SOURCE EXTRACT |
☆ ☆ ☆
However, in some cases (especially if you plan to travel either before or after the program) you may need to ship some of your belongings overseas or back home. If you decide to mail personal belongings from the U.S., plan it so the items arrive at the program site after you do so that you will receive them in person. Many study abroad programs and foreign universities do not have space to store packages and will not do so, so do not assume that they will hold items that arrive before you do. Also remember to pack all items you may need during the first few weeks in the bags traveling with you because it is extremely difficult to predict when packages may arrive. If you mail any packages from the U.S. before you leave, be sure to keep an accurate record of the packages and their contents to declare when you go through Customs.
The easiest, and often cheapest, way to send packages is by regular surface mail which takes anywhere from one to four months, depending upon the destination. Both the U.S. and foreign postal services only accept packages which meet very strict requirements in regard to their overall size, weight, the way in which they are sealed, etc. Before you mail anything, contact the local postal service and ask for specifications. Books can be shipped at a much lower rate than other personal effects, and should be marked clearly as "Book Post--Used Personal Books." The specifications for packages with books are usually different from those for other items. All packages mailed overseas must pass customs and, when you mail packages, you need to list all items in the package and declare their value. Packages may be x-rayed, so be sure to list the items correctly. Often times goods mailed from abroad are charged duty, especially items like electronic devices. Duty can be extremely expensive and may even exceed the value of the item. If you mark packages with personal items "Used Personal Effects" or "Used American Goods Returned" and keep the declared value low, you may not have to pay any duty.
If you need anything on short notice, ask your family to send it Express Mail, FedEx or DHL, which usually takes less than a week. Items shipped with FedEx can be tracked with a tracking number over the phone or the Internet. Keep in mind that postal services in foreign countries frequently charge extra for the delivery of packages to your home address, and you may have to pick up certain items at the main post office.
Customs and Duty
Before entering a foreign country, you will be asked to complete customs declaration forms, which must be presented to immigration and customs inspectors abroad, along with your passport and visa. Custom regulations vary from country to country. If you have any specific questions about which articles are prohibited in the countries you plan to enter, you should contact the consulate or embassy of that country. In general, you are allowed to bring personal effects with obvious wear into a foreign country without paying any duty. Personal effects include items designed for your own use, such as clothing, cameras, iPods, laptop computers, sports equipment, etc.
☆ ☆ ☆
WRITTEN REQUEST 1 |
How long does regular surface mail take, according to the shipping passage?
WRITTEN REQUEST 2 |
Rewrite the shipping passage between "However, in some" and "go through Customs.", inclusive, putting "possessions" in place of "belongings".
The listing that comes next is separate material, apart from the shipping passage.

(Saved entries)
☆ ☆ ☆
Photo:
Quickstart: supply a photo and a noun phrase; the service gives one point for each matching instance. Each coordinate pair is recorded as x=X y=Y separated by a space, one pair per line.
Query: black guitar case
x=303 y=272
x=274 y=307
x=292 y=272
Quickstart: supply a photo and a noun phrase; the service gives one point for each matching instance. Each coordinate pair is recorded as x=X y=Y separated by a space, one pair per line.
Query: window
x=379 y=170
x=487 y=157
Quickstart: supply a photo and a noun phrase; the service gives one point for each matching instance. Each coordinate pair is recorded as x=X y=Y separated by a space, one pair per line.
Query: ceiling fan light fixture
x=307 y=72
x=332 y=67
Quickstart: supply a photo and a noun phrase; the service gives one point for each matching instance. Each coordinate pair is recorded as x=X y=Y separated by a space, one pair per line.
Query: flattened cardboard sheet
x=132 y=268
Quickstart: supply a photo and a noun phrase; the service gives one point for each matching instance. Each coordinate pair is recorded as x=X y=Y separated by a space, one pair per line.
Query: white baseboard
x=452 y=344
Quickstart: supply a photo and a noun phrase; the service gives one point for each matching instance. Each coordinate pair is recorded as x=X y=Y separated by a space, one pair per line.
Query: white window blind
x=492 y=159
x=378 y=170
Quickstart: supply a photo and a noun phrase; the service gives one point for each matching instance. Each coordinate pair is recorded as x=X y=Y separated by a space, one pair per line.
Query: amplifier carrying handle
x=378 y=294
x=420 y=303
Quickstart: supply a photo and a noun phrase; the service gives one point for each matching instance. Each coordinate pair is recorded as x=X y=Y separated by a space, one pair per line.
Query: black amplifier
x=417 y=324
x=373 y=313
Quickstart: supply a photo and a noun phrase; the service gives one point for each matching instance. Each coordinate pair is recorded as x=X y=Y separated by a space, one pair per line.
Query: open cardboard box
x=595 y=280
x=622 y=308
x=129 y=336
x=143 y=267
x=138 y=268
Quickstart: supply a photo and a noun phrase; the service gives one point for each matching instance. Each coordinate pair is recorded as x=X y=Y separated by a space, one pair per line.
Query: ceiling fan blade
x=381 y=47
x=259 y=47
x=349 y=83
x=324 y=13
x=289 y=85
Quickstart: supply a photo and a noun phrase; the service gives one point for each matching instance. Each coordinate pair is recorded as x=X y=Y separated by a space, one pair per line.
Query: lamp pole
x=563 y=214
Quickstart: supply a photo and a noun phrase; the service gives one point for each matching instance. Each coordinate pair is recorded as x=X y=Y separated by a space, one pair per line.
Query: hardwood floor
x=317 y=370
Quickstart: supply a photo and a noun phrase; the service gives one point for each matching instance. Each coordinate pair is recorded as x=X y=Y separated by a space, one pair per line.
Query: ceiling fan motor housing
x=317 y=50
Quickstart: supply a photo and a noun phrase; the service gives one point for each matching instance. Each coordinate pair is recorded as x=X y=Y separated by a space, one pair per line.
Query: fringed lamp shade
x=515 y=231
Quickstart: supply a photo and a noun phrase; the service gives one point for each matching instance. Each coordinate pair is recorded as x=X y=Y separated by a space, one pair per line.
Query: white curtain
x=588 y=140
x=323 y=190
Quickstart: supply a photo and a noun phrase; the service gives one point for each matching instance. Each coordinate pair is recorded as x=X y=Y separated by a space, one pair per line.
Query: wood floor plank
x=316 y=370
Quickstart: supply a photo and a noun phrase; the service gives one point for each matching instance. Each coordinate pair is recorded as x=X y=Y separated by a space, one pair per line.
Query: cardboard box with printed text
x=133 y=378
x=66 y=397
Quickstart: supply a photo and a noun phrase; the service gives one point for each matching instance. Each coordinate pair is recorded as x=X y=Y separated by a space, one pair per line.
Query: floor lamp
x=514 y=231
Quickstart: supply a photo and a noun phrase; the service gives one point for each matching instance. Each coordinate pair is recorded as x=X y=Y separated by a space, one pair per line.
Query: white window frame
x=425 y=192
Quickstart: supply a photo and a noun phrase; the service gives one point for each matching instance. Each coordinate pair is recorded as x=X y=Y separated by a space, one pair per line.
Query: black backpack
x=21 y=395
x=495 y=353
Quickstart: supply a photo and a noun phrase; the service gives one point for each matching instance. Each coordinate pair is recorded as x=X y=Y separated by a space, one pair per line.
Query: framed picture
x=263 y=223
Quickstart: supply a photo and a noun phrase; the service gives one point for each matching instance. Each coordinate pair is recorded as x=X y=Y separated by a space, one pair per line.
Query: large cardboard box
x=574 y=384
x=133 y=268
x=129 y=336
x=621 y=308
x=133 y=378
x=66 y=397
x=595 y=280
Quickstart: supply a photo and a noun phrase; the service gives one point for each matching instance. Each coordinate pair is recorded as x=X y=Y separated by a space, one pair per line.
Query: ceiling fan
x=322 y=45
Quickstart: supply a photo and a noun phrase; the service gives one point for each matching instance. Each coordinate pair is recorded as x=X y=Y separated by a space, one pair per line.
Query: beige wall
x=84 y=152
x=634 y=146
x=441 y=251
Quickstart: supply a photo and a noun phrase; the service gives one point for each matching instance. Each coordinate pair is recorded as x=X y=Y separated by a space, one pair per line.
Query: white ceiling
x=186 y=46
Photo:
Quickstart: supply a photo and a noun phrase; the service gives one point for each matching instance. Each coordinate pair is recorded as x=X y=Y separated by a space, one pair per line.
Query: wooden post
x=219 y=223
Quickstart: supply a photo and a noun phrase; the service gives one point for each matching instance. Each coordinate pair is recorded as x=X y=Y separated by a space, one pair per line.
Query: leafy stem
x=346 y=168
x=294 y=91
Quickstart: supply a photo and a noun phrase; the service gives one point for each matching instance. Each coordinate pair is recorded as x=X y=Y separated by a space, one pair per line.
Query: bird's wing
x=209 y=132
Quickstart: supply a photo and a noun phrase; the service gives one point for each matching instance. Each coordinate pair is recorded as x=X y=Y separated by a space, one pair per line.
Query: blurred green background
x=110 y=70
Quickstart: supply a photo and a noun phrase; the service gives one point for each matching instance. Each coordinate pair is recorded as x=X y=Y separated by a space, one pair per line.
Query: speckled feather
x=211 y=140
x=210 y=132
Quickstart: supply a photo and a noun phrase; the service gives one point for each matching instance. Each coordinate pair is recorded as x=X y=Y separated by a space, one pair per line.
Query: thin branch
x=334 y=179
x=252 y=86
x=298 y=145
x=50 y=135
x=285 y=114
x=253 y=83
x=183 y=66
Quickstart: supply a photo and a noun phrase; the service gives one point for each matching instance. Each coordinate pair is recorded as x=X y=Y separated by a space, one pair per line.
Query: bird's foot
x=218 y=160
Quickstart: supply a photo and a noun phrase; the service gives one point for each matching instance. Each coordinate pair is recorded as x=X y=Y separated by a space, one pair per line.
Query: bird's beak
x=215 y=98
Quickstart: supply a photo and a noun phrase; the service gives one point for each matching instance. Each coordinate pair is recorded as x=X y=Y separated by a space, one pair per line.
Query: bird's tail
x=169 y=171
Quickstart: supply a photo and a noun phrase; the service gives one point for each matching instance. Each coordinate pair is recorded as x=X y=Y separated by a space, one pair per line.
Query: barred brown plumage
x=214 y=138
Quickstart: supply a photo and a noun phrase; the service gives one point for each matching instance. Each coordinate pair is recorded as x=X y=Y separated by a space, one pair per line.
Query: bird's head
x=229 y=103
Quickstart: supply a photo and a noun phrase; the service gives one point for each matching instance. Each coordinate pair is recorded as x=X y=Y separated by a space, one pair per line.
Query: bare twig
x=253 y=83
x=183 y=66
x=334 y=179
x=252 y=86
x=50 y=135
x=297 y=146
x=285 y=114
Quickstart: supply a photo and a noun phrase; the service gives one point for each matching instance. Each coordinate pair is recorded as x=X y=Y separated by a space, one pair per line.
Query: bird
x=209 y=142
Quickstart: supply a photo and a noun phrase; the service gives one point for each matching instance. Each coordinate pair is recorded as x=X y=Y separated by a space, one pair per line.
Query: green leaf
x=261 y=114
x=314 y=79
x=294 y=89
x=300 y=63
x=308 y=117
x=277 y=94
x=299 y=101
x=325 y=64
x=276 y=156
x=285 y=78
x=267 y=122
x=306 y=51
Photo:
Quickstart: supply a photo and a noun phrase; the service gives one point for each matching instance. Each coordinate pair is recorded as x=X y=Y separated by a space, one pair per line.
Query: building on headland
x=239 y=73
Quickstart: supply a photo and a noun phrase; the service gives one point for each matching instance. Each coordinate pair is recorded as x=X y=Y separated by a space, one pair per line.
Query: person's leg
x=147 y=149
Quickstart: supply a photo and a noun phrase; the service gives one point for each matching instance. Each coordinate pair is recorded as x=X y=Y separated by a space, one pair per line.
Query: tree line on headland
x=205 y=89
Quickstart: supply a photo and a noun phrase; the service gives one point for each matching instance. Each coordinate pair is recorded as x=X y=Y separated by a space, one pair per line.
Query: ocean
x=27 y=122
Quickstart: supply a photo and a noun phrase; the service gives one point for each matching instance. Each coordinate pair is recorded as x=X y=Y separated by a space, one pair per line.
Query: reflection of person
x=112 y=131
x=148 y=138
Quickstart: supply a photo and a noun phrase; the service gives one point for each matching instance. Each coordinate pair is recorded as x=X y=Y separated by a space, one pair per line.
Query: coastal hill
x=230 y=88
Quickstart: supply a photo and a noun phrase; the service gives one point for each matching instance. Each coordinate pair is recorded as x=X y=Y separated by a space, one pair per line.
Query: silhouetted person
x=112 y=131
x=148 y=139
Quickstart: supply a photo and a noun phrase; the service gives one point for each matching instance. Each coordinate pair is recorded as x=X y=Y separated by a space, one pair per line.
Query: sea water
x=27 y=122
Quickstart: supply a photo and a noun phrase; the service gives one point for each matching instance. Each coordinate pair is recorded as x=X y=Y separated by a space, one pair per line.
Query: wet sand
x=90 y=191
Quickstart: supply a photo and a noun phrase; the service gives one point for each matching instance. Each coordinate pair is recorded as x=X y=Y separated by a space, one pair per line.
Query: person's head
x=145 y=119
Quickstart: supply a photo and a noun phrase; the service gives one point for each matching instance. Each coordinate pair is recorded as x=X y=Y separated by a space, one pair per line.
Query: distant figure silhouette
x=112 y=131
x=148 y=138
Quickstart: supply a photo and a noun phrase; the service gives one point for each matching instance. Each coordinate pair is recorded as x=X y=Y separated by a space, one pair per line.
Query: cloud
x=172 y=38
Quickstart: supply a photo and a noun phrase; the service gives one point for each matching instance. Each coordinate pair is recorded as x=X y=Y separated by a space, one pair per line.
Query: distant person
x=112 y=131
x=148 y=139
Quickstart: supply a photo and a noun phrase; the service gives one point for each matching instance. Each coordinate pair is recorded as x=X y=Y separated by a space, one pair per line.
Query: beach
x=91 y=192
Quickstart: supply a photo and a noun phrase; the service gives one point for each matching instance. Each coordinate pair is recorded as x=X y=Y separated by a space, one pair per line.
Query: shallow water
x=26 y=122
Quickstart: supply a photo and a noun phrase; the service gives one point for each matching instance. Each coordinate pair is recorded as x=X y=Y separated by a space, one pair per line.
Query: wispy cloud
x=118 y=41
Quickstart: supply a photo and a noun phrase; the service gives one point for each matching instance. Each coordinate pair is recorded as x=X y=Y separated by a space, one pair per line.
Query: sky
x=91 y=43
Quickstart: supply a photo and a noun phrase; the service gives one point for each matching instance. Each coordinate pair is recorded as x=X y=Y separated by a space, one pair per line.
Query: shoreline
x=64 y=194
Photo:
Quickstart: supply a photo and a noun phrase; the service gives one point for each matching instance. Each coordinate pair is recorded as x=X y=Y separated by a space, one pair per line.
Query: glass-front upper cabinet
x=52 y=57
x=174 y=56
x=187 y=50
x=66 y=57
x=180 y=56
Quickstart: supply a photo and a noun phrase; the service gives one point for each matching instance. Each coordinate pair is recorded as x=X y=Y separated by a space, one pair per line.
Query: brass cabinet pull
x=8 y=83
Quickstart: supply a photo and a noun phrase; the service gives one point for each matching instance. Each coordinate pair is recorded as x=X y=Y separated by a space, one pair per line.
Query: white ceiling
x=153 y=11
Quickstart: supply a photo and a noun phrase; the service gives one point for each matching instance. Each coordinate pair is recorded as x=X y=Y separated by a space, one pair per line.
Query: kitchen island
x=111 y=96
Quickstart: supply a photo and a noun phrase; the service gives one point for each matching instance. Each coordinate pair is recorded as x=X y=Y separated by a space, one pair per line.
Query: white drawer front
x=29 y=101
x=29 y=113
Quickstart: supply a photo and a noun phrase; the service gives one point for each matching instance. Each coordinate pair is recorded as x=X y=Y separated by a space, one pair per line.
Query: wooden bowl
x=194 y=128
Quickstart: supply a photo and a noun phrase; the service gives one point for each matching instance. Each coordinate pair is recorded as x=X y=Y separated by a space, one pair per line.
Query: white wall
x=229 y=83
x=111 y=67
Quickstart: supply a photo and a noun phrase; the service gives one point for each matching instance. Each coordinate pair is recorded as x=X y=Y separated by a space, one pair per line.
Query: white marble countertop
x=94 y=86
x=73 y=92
☆ ☆ ☆
FULL SOLUTION 1 |
Anywhere from one to four months, depending on the destination.

FULL SOLUTION 2 |
However, in some cases (especially if you plan to travel either before or after the program) you may need to ship some of your possessions overseas or back home. If you decide to mail personal possessions from the U.S., plan it so the items arrive at the program site after you do so that you will receive them in person. Many study abroad programs and foreign universities do not have space to store packages and will not do so, so do not assume that they will hold items that arrive before you do. Also remember to pack all items you may need during the first few weeks in the bags traveling with you because it is extremely difficult to predict when packages may arrive. If you mail any packages from the U.S. before you leave, be sure to keep an accurate record of the packages and their contents to declare when you go through Customs.